_STATED PROBLEM A_
Output the following records exactly as they stand, everything from the line containing "Mark each instance of the falling" down to the end of the records.

_SOURCE_
_ _ _ _
SHOULD WE RETHINK ALIENATION OF AFFECTION?

July 29, 2010 § 3 Comments

Philip Thomas, the Jackson lawyer who blogs at MS Litigation Review & Commentary has posted some trenchant thoughts about the cause of action for alienation of affection in Circuit Court that is sometimes used either for vengeance or to coerce a settlement in Chancery. 

I found his comments so thought-provoking for family law practitioners that I have copied and pasted it below rather than simply providing a link. 

I recommend Mr. Thomas’s blog to you as a regular read.  

Sick of Alienation of Affection Lawsuits?

Posted on July 27, 2010 by Philip Thomas

I’m sick of alienation of affection lawsuits. Who’s with me?

I’m sick of this one, which ironically was filed by a former Miss. Supreme Court Justice (McRae) who advocated abolishing the cause of action while he was on the Court. I’m sick of this one, which is just getting started. I’m sick of the one involving my old law firm that recently was the subject of a Supreme Court decision. I’m sick of the entire cause of action.

Here are just a few of the problems that I have with the cause of action:

  • fault—in an alienation of affections lawsuit, fault is placed on the third-person involved in the affair instead of the cheating spouse. But it was the cheating spouse who broke a vow.
_ _ _ _
_INPUT FOR THIS TASK_
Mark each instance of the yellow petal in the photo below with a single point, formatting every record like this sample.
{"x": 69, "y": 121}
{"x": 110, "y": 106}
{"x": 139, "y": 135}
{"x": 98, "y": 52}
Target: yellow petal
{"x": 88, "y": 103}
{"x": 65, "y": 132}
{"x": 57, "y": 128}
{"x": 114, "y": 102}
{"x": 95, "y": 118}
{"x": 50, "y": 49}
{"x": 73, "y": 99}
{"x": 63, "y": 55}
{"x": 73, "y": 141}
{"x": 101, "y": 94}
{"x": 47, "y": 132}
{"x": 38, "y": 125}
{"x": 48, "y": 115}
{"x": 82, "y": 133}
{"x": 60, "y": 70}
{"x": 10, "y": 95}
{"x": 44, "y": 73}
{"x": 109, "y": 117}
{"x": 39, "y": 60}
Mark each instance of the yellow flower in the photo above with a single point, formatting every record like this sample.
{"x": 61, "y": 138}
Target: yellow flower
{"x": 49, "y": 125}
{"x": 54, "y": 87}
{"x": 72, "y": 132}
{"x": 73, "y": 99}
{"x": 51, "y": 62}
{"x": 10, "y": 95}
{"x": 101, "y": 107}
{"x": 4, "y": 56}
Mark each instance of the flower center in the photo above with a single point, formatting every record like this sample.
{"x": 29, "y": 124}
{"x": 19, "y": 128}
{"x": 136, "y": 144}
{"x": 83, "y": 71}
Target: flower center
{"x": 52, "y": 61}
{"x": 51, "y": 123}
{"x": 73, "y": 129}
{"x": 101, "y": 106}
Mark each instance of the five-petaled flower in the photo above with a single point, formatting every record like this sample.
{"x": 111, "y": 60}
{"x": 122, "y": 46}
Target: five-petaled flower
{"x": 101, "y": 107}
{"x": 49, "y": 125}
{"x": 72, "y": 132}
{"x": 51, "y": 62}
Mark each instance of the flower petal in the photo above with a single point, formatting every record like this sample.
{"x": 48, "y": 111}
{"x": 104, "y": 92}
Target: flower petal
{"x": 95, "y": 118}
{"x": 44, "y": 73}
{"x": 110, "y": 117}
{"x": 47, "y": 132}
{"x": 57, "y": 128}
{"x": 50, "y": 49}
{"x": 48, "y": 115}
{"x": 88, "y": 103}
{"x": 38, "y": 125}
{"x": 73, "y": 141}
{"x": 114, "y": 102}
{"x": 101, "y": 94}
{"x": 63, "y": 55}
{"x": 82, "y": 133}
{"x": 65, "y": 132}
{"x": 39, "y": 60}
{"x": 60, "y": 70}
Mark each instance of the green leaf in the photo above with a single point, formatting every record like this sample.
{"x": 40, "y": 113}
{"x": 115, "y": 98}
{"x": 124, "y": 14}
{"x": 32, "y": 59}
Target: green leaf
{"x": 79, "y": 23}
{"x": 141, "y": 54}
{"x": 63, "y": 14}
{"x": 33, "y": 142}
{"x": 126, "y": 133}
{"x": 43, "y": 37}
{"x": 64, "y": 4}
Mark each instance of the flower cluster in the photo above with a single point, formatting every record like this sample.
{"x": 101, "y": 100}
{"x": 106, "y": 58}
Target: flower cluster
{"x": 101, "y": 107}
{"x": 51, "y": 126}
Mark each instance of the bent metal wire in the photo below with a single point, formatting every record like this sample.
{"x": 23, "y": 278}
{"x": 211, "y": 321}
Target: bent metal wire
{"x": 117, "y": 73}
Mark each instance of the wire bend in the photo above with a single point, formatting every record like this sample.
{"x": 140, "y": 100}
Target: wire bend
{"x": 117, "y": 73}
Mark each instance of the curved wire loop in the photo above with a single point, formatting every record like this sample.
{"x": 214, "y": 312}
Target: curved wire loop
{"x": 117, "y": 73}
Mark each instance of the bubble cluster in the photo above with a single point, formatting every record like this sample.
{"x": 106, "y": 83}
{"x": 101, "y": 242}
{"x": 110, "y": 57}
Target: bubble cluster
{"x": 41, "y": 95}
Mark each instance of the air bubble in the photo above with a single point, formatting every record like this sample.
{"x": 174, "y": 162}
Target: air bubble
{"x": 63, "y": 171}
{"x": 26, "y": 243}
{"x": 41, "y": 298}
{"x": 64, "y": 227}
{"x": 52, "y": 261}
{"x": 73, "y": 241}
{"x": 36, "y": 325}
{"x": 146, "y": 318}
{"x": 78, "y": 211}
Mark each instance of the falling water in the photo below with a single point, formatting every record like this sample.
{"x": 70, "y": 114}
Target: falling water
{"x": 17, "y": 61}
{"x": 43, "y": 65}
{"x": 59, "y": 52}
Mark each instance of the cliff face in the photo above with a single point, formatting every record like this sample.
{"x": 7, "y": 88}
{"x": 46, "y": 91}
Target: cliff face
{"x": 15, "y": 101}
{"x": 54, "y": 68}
_ _ _ _
_STATED PROBLEM B_
Return the full text on alienation of affection lawsuits word for word.

_WRITTEN RESPONSE A_
Mark each instance of the falling water in the photo below with a single point, formatting every record like this sample.
{"x": 70, "y": 114}
Target: falling water
{"x": 17, "y": 61}
{"x": 43, "y": 65}
{"x": 59, "y": 52}
Mark each instance of the cliff face in the photo above with a single point, formatting every record like this sample.
{"x": 7, "y": 88}
{"x": 46, "y": 91}
Target: cliff face
{"x": 15, "y": 101}
{"x": 54, "y": 68}

_WRITTEN RESPONSE B_
SHOULD WE RETHINK ALIENATION OF AFFECTION?

July 29, 2010 § 3 Comments

Philip Thomas, the Jackson lawyer who blogs at MS Litigation Review & Commentary has posted some trenchant thoughts about the cause of action for alienation of affection in Circuit Court that is sometimes used either for vengeance or to coerce a settlement in Chancery. 

I found his comments so thought-provoking for family law practitioners that I have copied and pasted it below rather than simply providing a link. 

I recommend Mr. Thomas’s blog to you as a regular read.  

Sick of Alienation of Affection Lawsuits?

Posted on July 27, 2010 by Philip Thomas

I’m sick of alienation of affection lawsuits. Who’s with me?

I’m sick of this one, which ironically was filed by a former Miss. Supreme Court Justice (McRae) who advocated abolishing the cause of action while he was on the Court. I’m sick of this one, which is just getting started. I’m sick of the one involving my old law firm that recently was the subject of a Supreme Court decision. I’m sick of the entire cause of action.

Here are just a few of the problems that I have with the cause of action:

  • fault—in an alienation of affections lawsuit, fault is placed on the third-person involved in the affair instead of the cheating spouse. But it was the cheating spouse who broke a vow.